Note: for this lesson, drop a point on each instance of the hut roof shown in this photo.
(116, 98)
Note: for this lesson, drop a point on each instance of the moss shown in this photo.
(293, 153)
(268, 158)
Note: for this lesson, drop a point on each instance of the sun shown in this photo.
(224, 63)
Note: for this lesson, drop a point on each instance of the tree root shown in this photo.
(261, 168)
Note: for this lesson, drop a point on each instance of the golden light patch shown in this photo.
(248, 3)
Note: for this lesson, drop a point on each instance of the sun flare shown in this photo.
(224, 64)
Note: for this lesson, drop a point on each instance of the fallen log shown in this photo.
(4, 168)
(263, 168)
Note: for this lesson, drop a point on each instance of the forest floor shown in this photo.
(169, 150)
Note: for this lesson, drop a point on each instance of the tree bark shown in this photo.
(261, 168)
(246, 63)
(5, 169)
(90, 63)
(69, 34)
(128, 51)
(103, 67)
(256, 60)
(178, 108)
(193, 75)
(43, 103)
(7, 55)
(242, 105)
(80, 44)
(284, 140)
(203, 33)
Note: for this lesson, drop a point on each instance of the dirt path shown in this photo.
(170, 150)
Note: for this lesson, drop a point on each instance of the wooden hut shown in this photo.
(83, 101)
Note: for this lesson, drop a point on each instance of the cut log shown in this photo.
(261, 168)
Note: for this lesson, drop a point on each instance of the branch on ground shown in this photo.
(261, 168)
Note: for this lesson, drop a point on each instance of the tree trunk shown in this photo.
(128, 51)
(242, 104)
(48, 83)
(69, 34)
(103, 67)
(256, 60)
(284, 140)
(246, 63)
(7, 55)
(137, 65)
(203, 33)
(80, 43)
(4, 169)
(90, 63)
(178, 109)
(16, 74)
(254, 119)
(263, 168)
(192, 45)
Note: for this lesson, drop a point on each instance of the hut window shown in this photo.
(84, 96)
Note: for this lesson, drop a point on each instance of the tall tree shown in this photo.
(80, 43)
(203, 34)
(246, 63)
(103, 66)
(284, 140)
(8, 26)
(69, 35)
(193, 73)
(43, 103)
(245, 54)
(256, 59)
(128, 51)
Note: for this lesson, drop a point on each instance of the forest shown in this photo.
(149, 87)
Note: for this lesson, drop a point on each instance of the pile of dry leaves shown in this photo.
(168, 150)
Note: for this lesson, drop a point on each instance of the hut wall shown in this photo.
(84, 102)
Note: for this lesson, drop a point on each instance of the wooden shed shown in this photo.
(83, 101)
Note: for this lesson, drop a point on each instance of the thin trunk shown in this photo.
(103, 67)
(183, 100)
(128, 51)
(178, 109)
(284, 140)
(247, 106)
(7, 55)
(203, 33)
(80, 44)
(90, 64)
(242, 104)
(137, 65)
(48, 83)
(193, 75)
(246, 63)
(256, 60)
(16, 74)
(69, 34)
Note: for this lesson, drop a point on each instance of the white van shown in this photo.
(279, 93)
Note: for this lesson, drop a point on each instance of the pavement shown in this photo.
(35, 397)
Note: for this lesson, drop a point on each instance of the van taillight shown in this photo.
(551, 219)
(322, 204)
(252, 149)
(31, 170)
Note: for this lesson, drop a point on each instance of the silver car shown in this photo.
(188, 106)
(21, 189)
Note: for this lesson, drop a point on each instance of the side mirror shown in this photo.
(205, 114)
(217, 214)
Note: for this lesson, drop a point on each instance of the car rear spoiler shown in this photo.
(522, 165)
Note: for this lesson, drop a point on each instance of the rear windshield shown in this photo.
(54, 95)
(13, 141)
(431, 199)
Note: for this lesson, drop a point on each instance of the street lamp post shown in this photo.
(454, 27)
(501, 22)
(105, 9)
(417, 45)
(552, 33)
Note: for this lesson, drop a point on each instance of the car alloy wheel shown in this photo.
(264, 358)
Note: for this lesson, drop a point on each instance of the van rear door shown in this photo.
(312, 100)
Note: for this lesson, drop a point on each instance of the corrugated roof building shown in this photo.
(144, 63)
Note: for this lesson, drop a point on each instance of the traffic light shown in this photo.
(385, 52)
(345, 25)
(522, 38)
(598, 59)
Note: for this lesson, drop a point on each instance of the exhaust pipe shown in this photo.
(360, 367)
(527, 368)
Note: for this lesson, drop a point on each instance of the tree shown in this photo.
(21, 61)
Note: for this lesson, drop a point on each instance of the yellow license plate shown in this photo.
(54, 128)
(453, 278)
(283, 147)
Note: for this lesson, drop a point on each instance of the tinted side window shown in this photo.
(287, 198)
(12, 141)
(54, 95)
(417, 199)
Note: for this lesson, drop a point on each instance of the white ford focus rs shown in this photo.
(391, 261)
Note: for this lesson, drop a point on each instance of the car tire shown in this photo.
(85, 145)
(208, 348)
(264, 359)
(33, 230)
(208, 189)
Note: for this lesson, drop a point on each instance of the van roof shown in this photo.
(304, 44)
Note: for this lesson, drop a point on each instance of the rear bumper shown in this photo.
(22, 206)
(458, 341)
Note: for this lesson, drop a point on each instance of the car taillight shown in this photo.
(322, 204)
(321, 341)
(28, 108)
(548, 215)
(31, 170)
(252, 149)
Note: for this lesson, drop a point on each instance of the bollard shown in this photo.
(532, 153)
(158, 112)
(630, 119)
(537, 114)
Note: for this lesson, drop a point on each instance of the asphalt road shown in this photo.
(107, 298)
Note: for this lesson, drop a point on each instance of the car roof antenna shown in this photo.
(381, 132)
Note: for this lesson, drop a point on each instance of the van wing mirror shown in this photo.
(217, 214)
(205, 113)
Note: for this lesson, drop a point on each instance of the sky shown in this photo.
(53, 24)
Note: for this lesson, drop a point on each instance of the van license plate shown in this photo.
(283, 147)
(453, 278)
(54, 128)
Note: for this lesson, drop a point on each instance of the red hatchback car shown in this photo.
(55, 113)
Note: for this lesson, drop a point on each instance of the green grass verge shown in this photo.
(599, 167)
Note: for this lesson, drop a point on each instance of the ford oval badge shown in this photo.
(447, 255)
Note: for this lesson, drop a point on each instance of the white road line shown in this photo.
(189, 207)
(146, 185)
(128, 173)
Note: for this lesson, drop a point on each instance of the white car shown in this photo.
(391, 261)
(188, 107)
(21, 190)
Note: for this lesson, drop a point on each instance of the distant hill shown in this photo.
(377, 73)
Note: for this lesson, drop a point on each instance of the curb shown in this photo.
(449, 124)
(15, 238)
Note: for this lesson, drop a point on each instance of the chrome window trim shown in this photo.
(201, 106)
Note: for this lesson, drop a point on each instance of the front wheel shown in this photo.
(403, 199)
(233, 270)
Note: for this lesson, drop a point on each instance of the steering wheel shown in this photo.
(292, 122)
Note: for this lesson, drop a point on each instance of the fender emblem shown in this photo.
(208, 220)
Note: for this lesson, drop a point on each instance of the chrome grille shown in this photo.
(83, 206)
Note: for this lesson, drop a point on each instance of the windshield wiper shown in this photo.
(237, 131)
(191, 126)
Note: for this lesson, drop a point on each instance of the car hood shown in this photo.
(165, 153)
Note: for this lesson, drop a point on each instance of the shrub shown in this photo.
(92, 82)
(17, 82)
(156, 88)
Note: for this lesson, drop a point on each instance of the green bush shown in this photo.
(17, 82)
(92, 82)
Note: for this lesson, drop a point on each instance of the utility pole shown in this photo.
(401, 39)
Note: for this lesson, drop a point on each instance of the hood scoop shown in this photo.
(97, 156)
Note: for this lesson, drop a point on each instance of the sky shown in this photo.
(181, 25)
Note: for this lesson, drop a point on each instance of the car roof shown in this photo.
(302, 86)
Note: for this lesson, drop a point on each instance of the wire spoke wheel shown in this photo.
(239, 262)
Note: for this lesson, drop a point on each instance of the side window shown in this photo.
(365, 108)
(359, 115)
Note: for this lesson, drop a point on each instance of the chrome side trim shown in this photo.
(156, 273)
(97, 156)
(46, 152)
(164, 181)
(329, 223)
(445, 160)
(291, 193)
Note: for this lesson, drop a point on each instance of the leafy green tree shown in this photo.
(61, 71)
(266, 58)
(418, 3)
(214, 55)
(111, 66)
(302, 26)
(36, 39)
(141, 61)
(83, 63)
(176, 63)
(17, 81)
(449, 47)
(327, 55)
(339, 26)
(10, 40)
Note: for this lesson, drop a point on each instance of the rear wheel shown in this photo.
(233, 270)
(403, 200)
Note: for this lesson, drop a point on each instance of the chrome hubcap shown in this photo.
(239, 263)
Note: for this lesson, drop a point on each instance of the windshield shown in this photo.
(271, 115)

_____

* Directions *
Begin at the line containing "pole shown in this photo." and reproduce every line through the last one in the records above, exactly.

* Exercise answer *
Note: for this lesson, drop a point on each instance of the utility pole shown in this photo.
(401, 39)
Note: for this lesson, drop a point on each instance of the hood scoop shown in this photo.
(97, 156)
Note: for this lesson, drop a point on each instance of the sky shown in this photo.
(181, 25)
Note: for this lesson, drop a point on each instance of the car roof shown in this photo.
(302, 86)
Note: for this lesson, drop a point on each instance of the wire spoke wheel shown in this photo.
(239, 262)
Note: for this lesson, drop a point on each instance of the side window shown in this photo.
(365, 108)
(359, 115)
Note: for this lesson, drop a point on each instance of the chrome side trim shown in this photo.
(156, 273)
(97, 156)
(46, 152)
(164, 181)
(329, 223)
(445, 160)
(291, 193)
Note: for this lesson, drop a point on each instance of the leafy green tree shown in this photo.
(61, 71)
(266, 58)
(418, 3)
(214, 55)
(111, 66)
(302, 26)
(36, 39)
(141, 61)
(83, 63)
(176, 63)
(17, 81)
(449, 47)
(327, 55)
(339, 26)
(10, 40)
Note: for this lesson, drop a point on each instance of the rear wheel shown in this photo.
(233, 270)
(403, 200)
Note: for this lesson, drop a point on each instance of the chrome hubcap shown in this photo.
(239, 263)
Note: for this lesson, drop a point on each instance of the windshield shown in this photo.
(271, 115)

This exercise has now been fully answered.